NSU-Prozess


6

NSU-Prozess: 211. Verhandlungstag "Das brauchen Sie nicht zu wissen"

Der hessische Verfassungsschutz und der Mordfall Yozgat stehen im Mittelpunkt eines Verhandlungstages, der Innenansichten eines Geheimdienstes bietet.

Von: Tim Aßmann

Stand: 17.06.2015 | Archiv

Die Angeklagte Beate Zschäpe betritt den Saal des Oberlandesgerichts in München | Bild: picture-alliance/dpa

Versuchte der hessische Verfassungsschutz die Ermittlungen zum Mordfall Yozgat in Kassel zu beeinflussen oder zu steuern? Diese Frage schwebte über den Zeugenvernehmungen am 211. Verhandlungstag.  Als Zeugen geladen: Drei ehemalige oder aktive Mitarbeiter des hessischen Landesamtes für Verfassungsschutz. Alle drei telefonierten 2006 mit ihrem damaligen Kollegen Andreas Temme. Der war im April 2006 am Tatort als der Kasseler Internetcafe-Betreiber Halit Yozgat in seinem Geschäft erschossen wurde. Mittlerweile wird die Tat dem NSU zugerechnet. Kurz nach dem Mord geriet allerdings Andreas Temme als Verdächtiger ins Visier der Ermittler, weil er sich nach der Tat nicht bei ihnen gemeldet hatte.
= = =
Auftrag:
Übertragen Sie den Satz „Alle drei telefonierten 2006 mit ihrem damaligen Kollegen Andreas Temme.“ aus dem Bericht zum NSU-Prozess ins Englische.

Bereitgestellte Daten:
= = =
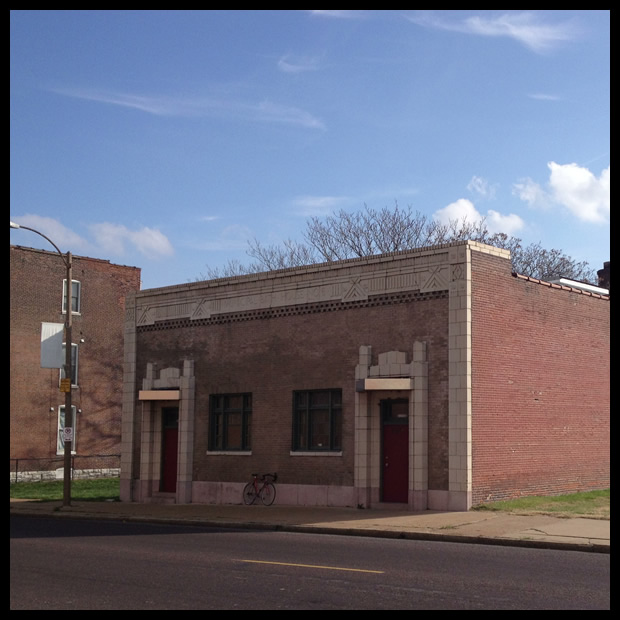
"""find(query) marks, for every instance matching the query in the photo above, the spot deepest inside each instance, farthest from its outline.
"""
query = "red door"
= = =
Ergebnis:
All three spoke on the phone in 2006 with their then colleague Andreas Temme.